Dataset:
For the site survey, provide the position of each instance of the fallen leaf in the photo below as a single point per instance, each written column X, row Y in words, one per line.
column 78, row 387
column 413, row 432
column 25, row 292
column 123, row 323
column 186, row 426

Problem to work on:
The whole listing above needs to be written out again exactly.

Result:
For the site survey, provide the position of each instance of the fallen leaf in the photo below as a single point per instance, each written column X, row Y in words, one per line.
column 78, row 387
column 413, row 432
column 25, row 292
column 123, row 323
column 186, row 426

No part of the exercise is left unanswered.